#### Document section:

--- begin ---

The `to_google_cloud_storage` operator writes events to Google Cloud Storage, automatically opening new objects when a rotation condition triggers. It supports hive-style partitioning through a `**` placeholder in the URL and per-partition unique object names through a `{uuid}` placeholder.

By default, authentication is handled by Google’s Application Default Credentials (ADC) chain, which may read from multiple sources:

* `GOOGLE_APPLICATION_CREDENTIALS` environment variable pointing to a service account key file
* User credentials from `gcloud auth application-default login`
* Service account attached to the compute instance (Compute Engine, GKE)
* Google Cloud SDK credentials

### `url: string`

URL identifying the Google Cloud Storage location where data should be written.

The syntax is `gs://<bucket-name>/<full-path-to-object>(?<options>)`. The `<options>` are query parameters. Per the [Arrow documentation](https://arrow.apache.org/docs/r/articles/fs.html#connecting-directly-with-a-uri), the following options exist:

> For GCS, the supported parameters are `scheme`, `endpoint_override`, and `retry_limit_seconds`.

The path portion may contain two placeholders:

* `**` marks the location where hive partition segments are inserted. When present, `partition_by` must also be set, and vice versa.
* `{uuid}` expands to a fresh UUIDv7 for every object. This is required when partitioning or when rotation can produce multiple objects, so that rotated or per-partition objects do not overwrite each other.

### `anonymous = bool (optional)`

Use anonymous credentials instead of any configured authentication. This only works for publicly writable buckets.

Defaults to `false`.

### `max_size = int (optional)`

Rotates to a new file after the current file exceeds this size in bytes. Because rotation only fires after the threshold is crossed, individual files may be slightly larger than `max_size`.

--- end ---

#### Source records:
--- begin ---

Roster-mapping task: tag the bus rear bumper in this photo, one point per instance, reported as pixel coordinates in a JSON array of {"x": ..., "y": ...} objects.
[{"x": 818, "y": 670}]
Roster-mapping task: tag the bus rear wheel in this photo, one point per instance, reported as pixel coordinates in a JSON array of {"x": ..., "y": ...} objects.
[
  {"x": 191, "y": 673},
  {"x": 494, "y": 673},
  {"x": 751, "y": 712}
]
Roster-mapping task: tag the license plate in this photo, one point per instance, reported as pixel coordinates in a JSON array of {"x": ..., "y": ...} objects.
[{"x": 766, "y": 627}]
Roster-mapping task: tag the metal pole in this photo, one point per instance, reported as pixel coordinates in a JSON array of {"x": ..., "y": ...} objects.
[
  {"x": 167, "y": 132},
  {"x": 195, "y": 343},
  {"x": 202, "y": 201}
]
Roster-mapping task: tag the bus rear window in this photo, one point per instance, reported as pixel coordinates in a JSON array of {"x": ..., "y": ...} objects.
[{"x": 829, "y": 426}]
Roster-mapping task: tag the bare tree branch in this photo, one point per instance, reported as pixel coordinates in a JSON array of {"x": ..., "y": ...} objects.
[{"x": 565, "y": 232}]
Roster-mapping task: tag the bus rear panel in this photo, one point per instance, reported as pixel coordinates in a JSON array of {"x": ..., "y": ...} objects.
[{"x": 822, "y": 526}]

--- end ---

#### What this task involves:
Please rewrite the Google Cloud Storage text, everything from "By default, authentication" down to "(Compute Engine, GKE)", changing "key file" to "JSON key file".

#### Answer to the task:
By default, authentication is handled by Google’s Application Default Credentials (ADC) chain, which may read from multiple sources:

* `GOOGLE_APPLICATION_CREDENTIALS` environment variable pointing to a service account JSON key file
* User credentials from `gcloud auth application-default login`
* Service account attached to the compute instance (Compute Engine, GKE)